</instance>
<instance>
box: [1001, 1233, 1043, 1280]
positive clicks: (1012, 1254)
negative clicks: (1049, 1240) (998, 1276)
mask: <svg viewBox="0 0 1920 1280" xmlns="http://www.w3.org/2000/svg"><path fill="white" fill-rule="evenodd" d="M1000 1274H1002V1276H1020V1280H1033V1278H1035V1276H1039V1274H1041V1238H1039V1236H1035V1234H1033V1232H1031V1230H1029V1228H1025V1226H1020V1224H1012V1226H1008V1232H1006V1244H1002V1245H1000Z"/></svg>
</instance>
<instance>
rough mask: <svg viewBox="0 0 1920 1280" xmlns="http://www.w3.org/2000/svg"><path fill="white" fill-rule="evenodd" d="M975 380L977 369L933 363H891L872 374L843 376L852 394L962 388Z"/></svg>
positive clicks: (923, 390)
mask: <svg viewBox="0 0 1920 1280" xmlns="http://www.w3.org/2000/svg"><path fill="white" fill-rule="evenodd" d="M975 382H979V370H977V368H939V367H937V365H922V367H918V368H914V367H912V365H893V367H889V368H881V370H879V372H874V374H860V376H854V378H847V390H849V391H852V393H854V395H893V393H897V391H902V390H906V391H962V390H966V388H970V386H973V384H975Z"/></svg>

* WORK TO BE COMPLETED *
Write out the complete listing above, exactly as it reads.

* EXERCISE RESULT *
</instance>
<instance>
box: [1001, 1233, 1043, 1280]
positive clicks: (1012, 1254)
negative clicks: (1049, 1240) (998, 1276)
mask: <svg viewBox="0 0 1920 1280" xmlns="http://www.w3.org/2000/svg"><path fill="white" fill-rule="evenodd" d="M1000 1274H1002V1276H1020V1280H1033V1278H1035V1276H1039V1274H1041V1238H1039V1236H1035V1234H1033V1232H1031V1230H1029V1228H1025V1226H1020V1224H1012V1226H1008V1232H1006V1244H1002V1245H1000Z"/></svg>
</instance>
<instance>
rough mask: <svg viewBox="0 0 1920 1280" xmlns="http://www.w3.org/2000/svg"><path fill="white" fill-rule="evenodd" d="M975 380L977 369L933 363H891L872 374L843 376L852 394L962 388Z"/></svg>
positive clicks: (923, 390)
mask: <svg viewBox="0 0 1920 1280" xmlns="http://www.w3.org/2000/svg"><path fill="white" fill-rule="evenodd" d="M975 382H979V370H977V368H939V367H937V365H922V367H918V368H914V367H912V365H893V367H889V368H881V370H879V372H874V374H860V376H854V378H847V390H849V391H852V393H854V395H893V393H897V391H902V390H906V391H962V390H966V388H970V386H973V384H975Z"/></svg>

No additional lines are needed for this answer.